Begin ITEMS

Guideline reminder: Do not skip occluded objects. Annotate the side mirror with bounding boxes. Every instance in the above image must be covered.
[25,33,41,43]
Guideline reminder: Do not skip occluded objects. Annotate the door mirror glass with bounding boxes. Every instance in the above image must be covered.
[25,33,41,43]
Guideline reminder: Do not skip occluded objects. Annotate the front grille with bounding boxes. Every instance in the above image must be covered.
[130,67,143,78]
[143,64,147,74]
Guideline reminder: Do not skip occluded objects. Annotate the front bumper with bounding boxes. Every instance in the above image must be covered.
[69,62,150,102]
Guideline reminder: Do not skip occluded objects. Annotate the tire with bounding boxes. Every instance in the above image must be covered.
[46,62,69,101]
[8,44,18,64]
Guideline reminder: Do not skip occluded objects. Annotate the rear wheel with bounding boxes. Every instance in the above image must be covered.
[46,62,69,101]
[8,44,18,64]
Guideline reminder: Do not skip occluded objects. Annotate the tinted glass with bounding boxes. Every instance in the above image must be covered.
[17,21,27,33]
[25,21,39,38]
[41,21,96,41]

End ITEMS
Begin ITEMS

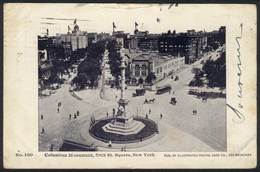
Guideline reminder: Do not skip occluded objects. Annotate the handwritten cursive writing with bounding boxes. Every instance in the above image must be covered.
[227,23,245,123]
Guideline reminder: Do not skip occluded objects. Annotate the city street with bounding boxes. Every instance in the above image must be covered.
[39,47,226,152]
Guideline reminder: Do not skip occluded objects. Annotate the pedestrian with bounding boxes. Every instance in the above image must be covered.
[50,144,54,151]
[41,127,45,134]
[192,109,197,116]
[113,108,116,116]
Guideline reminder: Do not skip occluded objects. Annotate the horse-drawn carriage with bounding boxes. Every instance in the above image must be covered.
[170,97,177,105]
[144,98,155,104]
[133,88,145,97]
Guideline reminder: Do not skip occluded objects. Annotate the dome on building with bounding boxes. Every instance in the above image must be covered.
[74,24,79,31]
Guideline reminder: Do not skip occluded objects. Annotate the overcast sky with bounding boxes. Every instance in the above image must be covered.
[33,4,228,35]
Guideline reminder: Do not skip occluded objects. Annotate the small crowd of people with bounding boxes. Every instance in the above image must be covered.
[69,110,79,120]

End ITEMS

- [EXERCISE PROMPT]
Can you recast only the stretch of material starting at the line that contains "Annotate the handwritten" and ending at the line that contains "[69,110,79,120]", both ends included, as a numbered list with blank lines left out?

- [RESULT OF THE TASK]
1. Guideline reminder: Do not skip occluded objects. Annotate the handwritten cursive writing with bounding boxes. Every instance in the above image must be covered.
2. [227,23,245,123]
3. Guideline reminder: Do not skip occluded objects. Annotate the city street with bounding boxes. Every instance in the above image must be covered.
4. [39,47,226,152]
5. Guideline reminder: Do not skip occluded objects. Annotate the pedestrian with bounding boxes. Every instance in the above image must be covered.
6. [50,144,54,151]
7. [41,127,45,134]
8. [192,109,197,116]
9. [113,108,116,116]
10. Guideline reminder: Do not skip occluded objects. Annotate the horse-drawn carriage with bounding boxes. Every instance in the above image must be covered.
11. [170,97,177,105]
12. [144,98,155,104]
13. [133,88,145,97]
14. Guideline reminder: Do not skip occluded objects. Annotate the dome on building with bounding boxes. Every instance in the above image must be covered.
15. [74,24,79,31]
16. Guideline reminder: Do not skip occluded objects. Annotate the overcast sky with bounding boxes. Every instance in the above image must be covered.
17. [33,4,228,35]
18. Guideline reminder: Do not skip occluded objects. Annotate the small crowd of people with bounding boxes. Every instance in the above image must be covered.
19. [69,110,79,120]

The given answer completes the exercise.